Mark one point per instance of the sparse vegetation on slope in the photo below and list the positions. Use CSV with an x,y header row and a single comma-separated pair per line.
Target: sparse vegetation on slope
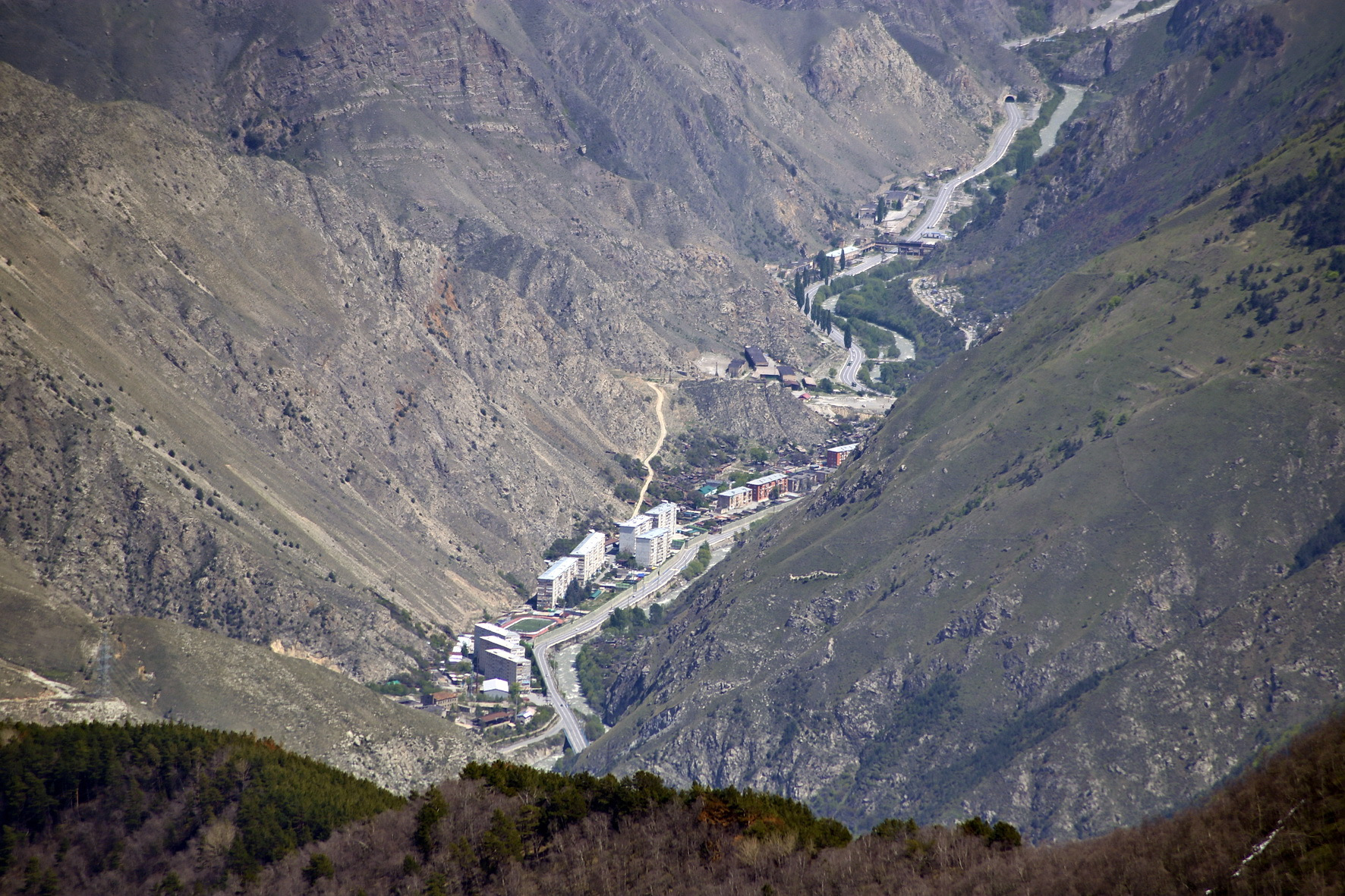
x,y
1067,551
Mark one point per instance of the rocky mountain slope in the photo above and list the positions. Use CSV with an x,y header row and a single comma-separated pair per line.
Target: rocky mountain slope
x,y
1082,572
1174,105
136,669
324,314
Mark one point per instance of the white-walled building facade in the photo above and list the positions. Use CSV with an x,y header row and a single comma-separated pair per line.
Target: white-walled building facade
x,y
663,516
552,584
653,548
591,555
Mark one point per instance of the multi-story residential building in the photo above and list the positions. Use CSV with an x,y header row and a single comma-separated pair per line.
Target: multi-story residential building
x,y
628,530
733,498
653,548
552,584
591,553
663,516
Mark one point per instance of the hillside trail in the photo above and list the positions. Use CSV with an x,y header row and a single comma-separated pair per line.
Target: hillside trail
x,y
658,445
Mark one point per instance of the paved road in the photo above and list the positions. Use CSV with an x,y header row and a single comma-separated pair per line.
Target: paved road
x,y
997,151
550,731
569,718
853,361
658,445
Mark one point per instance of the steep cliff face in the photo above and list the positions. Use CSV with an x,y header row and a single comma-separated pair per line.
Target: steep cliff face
x,y
1082,572
367,288
1176,102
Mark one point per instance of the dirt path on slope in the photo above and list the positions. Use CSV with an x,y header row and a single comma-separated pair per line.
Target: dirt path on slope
x,y
658,445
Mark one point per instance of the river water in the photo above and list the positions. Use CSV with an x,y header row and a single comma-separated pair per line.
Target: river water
x,y
1073,96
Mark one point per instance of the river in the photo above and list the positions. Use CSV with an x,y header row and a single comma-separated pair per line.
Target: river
x,y
1073,96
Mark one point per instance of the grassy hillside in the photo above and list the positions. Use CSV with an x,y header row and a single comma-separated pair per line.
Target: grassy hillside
x,y
174,809
57,664
1173,106
1085,569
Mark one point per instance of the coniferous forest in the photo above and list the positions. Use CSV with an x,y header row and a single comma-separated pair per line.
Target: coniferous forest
x,y
172,809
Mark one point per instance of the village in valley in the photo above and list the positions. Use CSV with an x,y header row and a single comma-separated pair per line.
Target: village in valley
x,y
489,680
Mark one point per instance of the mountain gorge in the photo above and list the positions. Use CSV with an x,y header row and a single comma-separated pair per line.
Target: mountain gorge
x,y
319,322
1069,581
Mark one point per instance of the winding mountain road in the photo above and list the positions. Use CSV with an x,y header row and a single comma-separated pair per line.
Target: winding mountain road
x,y
997,151
658,445
569,718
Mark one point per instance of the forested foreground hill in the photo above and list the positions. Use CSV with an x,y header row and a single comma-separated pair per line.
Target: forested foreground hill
x,y
172,809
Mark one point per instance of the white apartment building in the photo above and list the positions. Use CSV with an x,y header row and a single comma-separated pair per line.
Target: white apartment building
x,y
653,548
552,584
663,516
630,530
591,553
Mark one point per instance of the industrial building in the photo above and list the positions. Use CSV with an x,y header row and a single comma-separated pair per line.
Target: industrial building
x,y
631,529
766,486
733,498
653,548
591,553
663,516
499,654
552,584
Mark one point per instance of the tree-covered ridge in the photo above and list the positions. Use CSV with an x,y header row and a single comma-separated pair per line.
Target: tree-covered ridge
x,y
74,825
129,802
564,800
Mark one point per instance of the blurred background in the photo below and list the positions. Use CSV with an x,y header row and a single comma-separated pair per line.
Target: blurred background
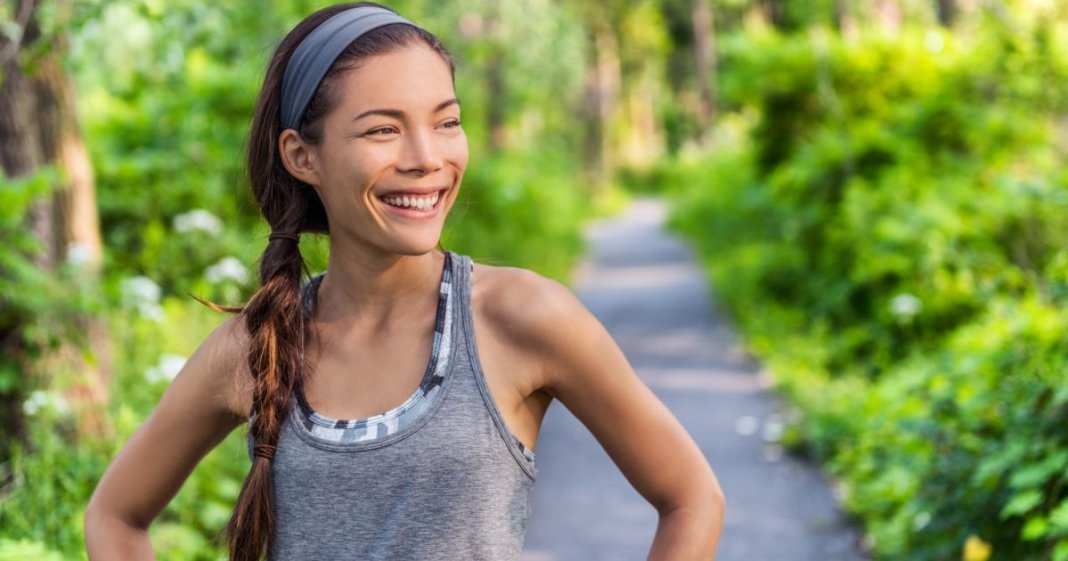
x,y
878,188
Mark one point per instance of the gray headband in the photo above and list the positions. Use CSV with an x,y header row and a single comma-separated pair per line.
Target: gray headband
x,y
317,52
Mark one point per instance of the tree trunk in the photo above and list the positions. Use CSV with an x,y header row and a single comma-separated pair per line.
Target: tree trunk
x,y
845,19
496,91
704,53
38,126
602,93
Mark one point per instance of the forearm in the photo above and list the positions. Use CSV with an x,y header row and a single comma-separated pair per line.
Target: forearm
x,y
110,538
688,532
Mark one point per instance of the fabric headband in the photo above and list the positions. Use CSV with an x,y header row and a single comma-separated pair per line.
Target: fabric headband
x,y
317,52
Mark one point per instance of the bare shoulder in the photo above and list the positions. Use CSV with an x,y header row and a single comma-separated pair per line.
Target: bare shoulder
x,y
521,300
221,360
539,316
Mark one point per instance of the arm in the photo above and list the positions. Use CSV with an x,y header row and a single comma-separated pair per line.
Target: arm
x,y
586,371
194,414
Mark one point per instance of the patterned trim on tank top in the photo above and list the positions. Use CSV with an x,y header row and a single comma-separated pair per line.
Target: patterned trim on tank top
x,y
418,403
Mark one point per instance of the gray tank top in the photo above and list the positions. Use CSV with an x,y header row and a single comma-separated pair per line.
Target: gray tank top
x,y
440,477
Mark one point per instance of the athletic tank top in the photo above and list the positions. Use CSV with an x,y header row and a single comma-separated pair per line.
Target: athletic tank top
x,y
440,477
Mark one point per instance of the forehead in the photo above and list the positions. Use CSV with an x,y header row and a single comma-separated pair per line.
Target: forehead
x,y
411,76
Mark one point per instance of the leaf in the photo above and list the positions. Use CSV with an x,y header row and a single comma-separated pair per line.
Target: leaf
x,y
1061,551
1035,529
1021,503
1058,516
1035,474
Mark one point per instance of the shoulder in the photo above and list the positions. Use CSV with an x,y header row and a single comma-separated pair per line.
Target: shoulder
x,y
519,299
536,315
221,364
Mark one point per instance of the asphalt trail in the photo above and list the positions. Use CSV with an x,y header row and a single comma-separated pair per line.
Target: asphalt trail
x,y
648,291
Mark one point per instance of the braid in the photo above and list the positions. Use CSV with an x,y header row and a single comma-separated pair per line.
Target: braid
x,y
277,324
275,316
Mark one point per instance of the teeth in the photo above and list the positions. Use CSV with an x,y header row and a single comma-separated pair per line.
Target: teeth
x,y
420,203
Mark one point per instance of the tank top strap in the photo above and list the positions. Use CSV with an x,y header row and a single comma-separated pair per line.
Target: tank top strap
x,y
465,273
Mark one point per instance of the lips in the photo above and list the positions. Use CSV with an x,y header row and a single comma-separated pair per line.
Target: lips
x,y
414,200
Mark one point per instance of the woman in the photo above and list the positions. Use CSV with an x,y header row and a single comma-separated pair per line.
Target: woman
x,y
357,134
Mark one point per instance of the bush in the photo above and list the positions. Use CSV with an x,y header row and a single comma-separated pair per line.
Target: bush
x,y
884,219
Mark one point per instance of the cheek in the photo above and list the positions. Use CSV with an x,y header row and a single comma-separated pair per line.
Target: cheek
x,y
457,151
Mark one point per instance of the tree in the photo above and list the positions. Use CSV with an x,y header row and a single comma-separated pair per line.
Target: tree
x,y
38,128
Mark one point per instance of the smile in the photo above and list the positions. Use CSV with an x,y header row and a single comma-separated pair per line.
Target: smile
x,y
417,202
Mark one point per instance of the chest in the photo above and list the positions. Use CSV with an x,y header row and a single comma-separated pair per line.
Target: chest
x,y
366,374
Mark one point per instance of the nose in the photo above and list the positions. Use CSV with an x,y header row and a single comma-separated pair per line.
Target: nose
x,y
421,153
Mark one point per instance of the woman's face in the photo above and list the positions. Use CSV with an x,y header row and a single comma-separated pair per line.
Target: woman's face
x,y
392,154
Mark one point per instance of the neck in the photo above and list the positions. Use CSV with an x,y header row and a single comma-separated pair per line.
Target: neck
x,y
376,289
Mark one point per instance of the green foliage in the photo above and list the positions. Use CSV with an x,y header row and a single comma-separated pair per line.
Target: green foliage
x,y
885,218
166,92
55,479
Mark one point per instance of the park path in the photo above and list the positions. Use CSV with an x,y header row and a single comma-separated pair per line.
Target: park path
x,y
649,293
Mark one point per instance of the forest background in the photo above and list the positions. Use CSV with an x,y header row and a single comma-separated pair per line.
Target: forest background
x,y
879,189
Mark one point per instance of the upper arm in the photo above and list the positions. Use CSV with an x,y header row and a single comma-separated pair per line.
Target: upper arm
x,y
589,373
195,413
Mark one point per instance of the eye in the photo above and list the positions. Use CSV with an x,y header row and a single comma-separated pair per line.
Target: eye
x,y
380,131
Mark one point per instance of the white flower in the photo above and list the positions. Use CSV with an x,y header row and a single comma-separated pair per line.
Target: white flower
x,y
138,290
78,254
906,306
198,219
168,367
226,268
142,294
41,400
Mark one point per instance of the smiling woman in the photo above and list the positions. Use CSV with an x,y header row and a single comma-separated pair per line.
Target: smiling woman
x,y
394,401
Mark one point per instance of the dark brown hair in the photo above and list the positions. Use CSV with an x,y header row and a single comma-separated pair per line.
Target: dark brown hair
x,y
275,316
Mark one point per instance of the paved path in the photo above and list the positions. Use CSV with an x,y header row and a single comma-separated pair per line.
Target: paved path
x,y
652,296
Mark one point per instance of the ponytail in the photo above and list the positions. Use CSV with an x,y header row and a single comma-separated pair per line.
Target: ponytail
x,y
277,325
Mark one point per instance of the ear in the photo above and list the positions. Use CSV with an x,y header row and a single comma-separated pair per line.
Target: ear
x,y
298,157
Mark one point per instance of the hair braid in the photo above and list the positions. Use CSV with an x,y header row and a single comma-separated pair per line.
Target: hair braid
x,y
277,324
275,316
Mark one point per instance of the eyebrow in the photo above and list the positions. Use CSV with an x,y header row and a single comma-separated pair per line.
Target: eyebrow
x,y
396,113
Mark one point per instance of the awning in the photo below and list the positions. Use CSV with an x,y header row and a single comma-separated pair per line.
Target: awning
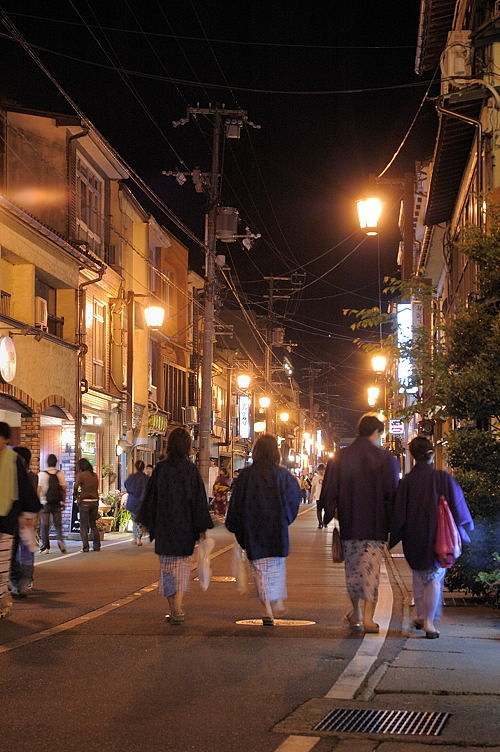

━━━━━━

GIVEN PROBLEM - Extract every line of the entries above that contains the word "eyebrow".

TASK RESPONSE -
Mark one point per instance of the eyebrow in the photo above and list the positions. Use CSV with an x,y header row and a single comma-separated pair per line.
Target: eyebrow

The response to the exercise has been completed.